### Data ###
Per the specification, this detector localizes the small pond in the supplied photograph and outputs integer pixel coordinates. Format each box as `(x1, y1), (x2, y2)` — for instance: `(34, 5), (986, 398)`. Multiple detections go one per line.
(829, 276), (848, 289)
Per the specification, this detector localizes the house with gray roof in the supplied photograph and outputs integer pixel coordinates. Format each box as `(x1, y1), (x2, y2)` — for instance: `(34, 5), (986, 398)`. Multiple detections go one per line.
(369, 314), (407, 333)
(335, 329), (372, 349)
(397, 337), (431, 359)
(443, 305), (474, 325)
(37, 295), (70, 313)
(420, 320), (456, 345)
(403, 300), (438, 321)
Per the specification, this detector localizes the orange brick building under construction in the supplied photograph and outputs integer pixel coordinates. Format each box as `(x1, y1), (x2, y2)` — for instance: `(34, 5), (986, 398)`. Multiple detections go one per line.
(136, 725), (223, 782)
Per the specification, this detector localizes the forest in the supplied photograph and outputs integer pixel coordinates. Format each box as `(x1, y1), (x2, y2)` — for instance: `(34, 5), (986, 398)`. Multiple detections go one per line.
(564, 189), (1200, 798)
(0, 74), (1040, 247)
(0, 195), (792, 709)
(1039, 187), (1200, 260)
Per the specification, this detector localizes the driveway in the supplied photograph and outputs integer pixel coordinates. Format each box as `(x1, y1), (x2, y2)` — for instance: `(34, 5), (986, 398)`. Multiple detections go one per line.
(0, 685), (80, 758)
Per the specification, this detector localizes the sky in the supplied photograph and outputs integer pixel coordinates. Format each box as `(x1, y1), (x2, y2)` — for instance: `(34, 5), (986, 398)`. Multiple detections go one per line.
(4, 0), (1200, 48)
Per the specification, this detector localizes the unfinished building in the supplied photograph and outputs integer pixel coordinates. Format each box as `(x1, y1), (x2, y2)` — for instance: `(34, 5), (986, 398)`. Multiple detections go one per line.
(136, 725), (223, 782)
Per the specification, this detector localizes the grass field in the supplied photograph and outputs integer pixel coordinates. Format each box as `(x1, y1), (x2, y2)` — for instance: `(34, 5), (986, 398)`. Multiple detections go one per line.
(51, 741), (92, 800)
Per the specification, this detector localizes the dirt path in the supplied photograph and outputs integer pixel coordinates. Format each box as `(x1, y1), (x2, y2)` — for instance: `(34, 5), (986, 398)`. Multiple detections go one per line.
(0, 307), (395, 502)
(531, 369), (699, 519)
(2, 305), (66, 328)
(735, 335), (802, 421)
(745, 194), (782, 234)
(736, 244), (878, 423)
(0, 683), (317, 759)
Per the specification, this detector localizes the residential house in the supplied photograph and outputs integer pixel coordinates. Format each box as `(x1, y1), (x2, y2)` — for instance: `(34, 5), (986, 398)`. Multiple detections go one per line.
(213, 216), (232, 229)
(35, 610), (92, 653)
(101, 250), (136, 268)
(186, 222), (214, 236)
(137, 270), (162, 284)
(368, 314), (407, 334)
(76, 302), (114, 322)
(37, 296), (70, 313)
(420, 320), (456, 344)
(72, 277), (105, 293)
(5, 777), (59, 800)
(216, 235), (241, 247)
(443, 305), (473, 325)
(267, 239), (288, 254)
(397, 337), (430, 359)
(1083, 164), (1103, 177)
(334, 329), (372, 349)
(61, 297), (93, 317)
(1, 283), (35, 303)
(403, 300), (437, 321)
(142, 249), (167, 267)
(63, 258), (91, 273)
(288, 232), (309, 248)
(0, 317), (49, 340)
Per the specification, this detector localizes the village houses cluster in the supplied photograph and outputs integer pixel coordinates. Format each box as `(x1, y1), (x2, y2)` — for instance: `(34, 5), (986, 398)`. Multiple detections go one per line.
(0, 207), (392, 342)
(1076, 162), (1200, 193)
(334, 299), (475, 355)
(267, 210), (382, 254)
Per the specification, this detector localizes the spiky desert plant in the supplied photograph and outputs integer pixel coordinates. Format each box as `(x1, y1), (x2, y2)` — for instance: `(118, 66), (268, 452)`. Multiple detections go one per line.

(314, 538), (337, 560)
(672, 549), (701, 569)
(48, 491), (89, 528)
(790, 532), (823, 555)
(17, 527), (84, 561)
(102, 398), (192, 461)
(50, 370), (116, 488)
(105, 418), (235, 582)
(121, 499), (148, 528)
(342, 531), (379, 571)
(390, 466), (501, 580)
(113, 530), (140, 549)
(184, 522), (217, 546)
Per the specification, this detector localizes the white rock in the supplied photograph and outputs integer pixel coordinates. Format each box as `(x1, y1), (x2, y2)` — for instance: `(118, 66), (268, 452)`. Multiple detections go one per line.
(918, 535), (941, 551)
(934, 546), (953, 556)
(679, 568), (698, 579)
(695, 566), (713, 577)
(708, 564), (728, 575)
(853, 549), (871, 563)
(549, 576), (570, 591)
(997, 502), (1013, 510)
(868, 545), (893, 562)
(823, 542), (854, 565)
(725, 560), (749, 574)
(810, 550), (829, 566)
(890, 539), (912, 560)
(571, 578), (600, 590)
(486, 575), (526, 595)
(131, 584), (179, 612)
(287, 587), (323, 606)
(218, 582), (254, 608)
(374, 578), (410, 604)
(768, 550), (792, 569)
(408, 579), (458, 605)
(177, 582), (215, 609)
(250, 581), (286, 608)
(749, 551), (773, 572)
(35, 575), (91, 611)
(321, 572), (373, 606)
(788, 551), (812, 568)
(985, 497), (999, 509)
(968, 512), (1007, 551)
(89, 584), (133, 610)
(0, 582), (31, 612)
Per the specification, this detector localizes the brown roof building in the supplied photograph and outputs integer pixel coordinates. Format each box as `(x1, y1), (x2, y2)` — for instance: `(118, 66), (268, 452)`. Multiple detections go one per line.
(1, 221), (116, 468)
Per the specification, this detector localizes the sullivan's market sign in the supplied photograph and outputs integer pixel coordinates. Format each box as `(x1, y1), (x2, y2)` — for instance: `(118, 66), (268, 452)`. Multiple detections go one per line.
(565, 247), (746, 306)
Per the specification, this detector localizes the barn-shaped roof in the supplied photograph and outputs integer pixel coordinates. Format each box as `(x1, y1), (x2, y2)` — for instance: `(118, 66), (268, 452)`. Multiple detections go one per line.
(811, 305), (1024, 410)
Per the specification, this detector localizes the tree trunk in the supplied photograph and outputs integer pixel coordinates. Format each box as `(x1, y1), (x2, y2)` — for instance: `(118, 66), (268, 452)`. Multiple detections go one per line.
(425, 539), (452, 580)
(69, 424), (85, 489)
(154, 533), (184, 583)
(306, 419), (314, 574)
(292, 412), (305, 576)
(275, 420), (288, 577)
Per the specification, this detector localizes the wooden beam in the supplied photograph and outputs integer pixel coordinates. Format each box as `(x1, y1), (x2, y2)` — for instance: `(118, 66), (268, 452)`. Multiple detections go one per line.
###
Your task: Write the data above out again in full, exactly.

Expected answer:
Per the specification, this detector localizes the small pond in the supplied photograph and outputs integer pixel coordinates. Format each box as `(x1, y1), (x2, y2)` — for instance: `(34, 5), (986, 398)`. Multiple detections go one per line.
(829, 276), (848, 289)
Per the specification, this detector localizes the house with gray roof in the supplied photograph and outputs integer pixel coordinates. Format each box as `(x1, y1), (x2, y2)` — for instance: `(34, 5), (986, 398)`. Multiple detections go one per line.
(369, 314), (407, 333)
(335, 329), (372, 349)
(397, 337), (431, 359)
(443, 305), (474, 325)
(37, 295), (70, 313)
(420, 320), (456, 345)
(403, 300), (438, 321)
Per the specification, this detector localizes the orange brick building under construction in the supplied photograph and outputs integer pixel coordinates. Format each box as `(x1, y1), (x2, y2)` — for instance: `(34, 5), (986, 398)`. Multiple detections go one per line.
(136, 725), (223, 782)
Per the specification, this detector localizes the forest in the supplied photograph and outputs integer pixel coordinates. Format each box as `(x1, y1), (x2, y2)` — for instance: `(34, 5), (986, 398)`. Multiple detections go one per line.
(564, 189), (1200, 798)
(0, 74), (1040, 247)
(0, 195), (792, 709)
(1039, 187), (1200, 260)
Per the specification, this detector localizes the driveway in the supplied photograph and outputs integer pixel coordinates. Format each box as `(x1, y1), (x2, y2)` — for instance: `(34, 5), (986, 398)`. Multiple detections go one per line.
(0, 685), (80, 758)
Per the specification, this detector localizes the sky in the supplied photograph and outputs integer pixel coordinates. Format each box as `(x1, y1), (x2, y2)` — for instance: `(34, 5), (986, 398)`. Multiple detections go one per line.
(4, 0), (1200, 48)
Per the specification, this detector localizes the unfinished building in the supplied photograph and outputs integer pixel coordinates. Format each box as `(x1, y1), (x2, y2)` — for instance: `(34, 5), (986, 398)`. Multiple detections go one per line.
(136, 725), (223, 782)
Per the specification, this detector localizes the grass field in the supplied photograph and outputs integer pixel coordinates. Format each box as `(x1, y1), (x2, y2)` — for instance: `(34, 5), (986, 398)`. Multiple detections go one per line.
(51, 741), (92, 800)
Per the specification, this detector localizes the dirt path in the supplied photograph and outputs integer pixel coordinates. Format each box as `(x1, y1), (x2, y2)` — for instance: `(34, 5), (986, 398)`. Multiple detections go one per line.
(0, 307), (395, 502)
(531, 369), (699, 519)
(2, 305), (66, 328)
(735, 335), (802, 421)
(745, 194), (782, 234)
(736, 244), (878, 423)
(0, 683), (317, 759)
Per the specification, this detector localizes the residential house in the supplied photograph and outputs integer pixel coordinates. Format each box as `(x1, y1), (x2, y2)` — for instance: `(34, 5), (986, 398)`. Multiple detections go one per line.
(213, 216), (232, 229)
(35, 610), (92, 653)
(101, 250), (136, 268)
(186, 222), (214, 236)
(137, 270), (162, 284)
(368, 314), (407, 334)
(76, 302), (114, 322)
(37, 296), (70, 313)
(420, 320), (456, 344)
(72, 277), (105, 293)
(5, 777), (59, 800)
(216, 235), (241, 247)
(443, 305), (473, 325)
(267, 239), (288, 254)
(397, 337), (430, 359)
(1083, 164), (1103, 177)
(334, 329), (372, 349)
(61, 297), (93, 317)
(1, 283), (35, 303)
(403, 300), (437, 321)
(142, 249), (167, 267)
(63, 258), (91, 273)
(288, 232), (309, 248)
(0, 317), (49, 340)
Per the specification, this detector localizes the village houses cluster in the supplied photograph and outputs integer pixel coordinates. Format each box as `(x1, y1), (x2, y2)` — for instance: `(34, 5), (986, 398)`. Multiple detections go one per line.
(0, 207), (392, 342)
(1076, 162), (1200, 193)
(334, 299), (475, 355)
(267, 210), (382, 254)
Per the specification, this detector localizes the spiky desert plant in the supplied photograph and outputs integer pixel coordinates. Format each box as `(x1, y1), (x2, y2)` — for instance: `(118, 66), (268, 452)`. Multiple detections go one per line.

(314, 538), (337, 560)
(672, 549), (701, 569)
(48, 491), (89, 528)
(790, 532), (823, 555)
(17, 527), (84, 561)
(102, 398), (192, 461)
(50, 370), (116, 488)
(105, 418), (235, 582)
(121, 499), (148, 528)
(342, 531), (379, 571)
(390, 466), (501, 580)
(113, 530), (140, 549)
(184, 522), (217, 546)
Per the specification, this detector localizes the white rock in the supplied photograph and outputs integer pixel coordinates. Format each box as `(x1, y1), (x2, y2)` — for instance: `(118, 66), (268, 452)`. Multiple detections go one per line.
(918, 535), (941, 551)
(934, 546), (953, 556)
(679, 568), (698, 579)
(695, 566), (713, 577)
(708, 564), (728, 575)
(853, 549), (871, 563)
(549, 576), (570, 591)
(997, 502), (1013, 510)
(868, 545), (893, 562)
(823, 542), (854, 565)
(725, 560), (749, 574)
(810, 550), (829, 566)
(890, 539), (912, 560)
(571, 578), (600, 590)
(486, 575), (526, 595)
(131, 584), (179, 612)
(287, 587), (323, 606)
(218, 582), (254, 608)
(374, 578), (410, 604)
(768, 550), (792, 569)
(408, 579), (458, 605)
(177, 582), (215, 609)
(250, 581), (286, 608)
(749, 551), (773, 572)
(35, 575), (91, 611)
(321, 572), (373, 606)
(788, 551), (812, 568)
(985, 497), (999, 509)
(968, 512), (1007, 551)
(89, 584), (133, 610)
(0, 582), (31, 612)
Per the specification, this detector localizes the brown roof building in the supplied photograph and outputs integer pixel coordinates. Format each box as `(x1, y1), (x2, y2)` — for instance: `(118, 66), (268, 452)`. Multiple detections go one per line.
(1, 221), (116, 468)
Per the specification, this detector localizes the sullivan's market sign in the supplied photograph and outputs integer pixel coordinates. Format each box as `(x1, y1), (x2, y2)` — for instance: `(118, 66), (268, 452)`. Multiple detections go one per line.
(565, 247), (746, 306)
Per the specification, this detector localizes the barn-shaped roof in the supplied photograph and outputs integer pixel coordinates. Format each box as `(x1, y1), (x2, y2)` — for instance: `(118, 66), (268, 452)`. Multiple detections go one per line.
(811, 305), (1024, 410)
Per the specification, this detector localizes the tree trunk in the supplied photograph and outputs integer pixel coordinates. Format each box as `(x1, y1), (x2, y2)` — for instance: `(118, 66), (268, 452)`. Multiple detections go one per line.
(425, 539), (452, 580)
(69, 424), (85, 489)
(154, 533), (184, 583)
(306, 419), (314, 574)
(292, 412), (305, 576)
(275, 420), (288, 577)
Per the specification, this detector localizes the wooden beam in the supplied photograph and outputs integer pixel coordinates. Format each box as `(x1, y1), (x2, y2)` — for instance: `(118, 66), (268, 452)`. Multiple detections go one per line.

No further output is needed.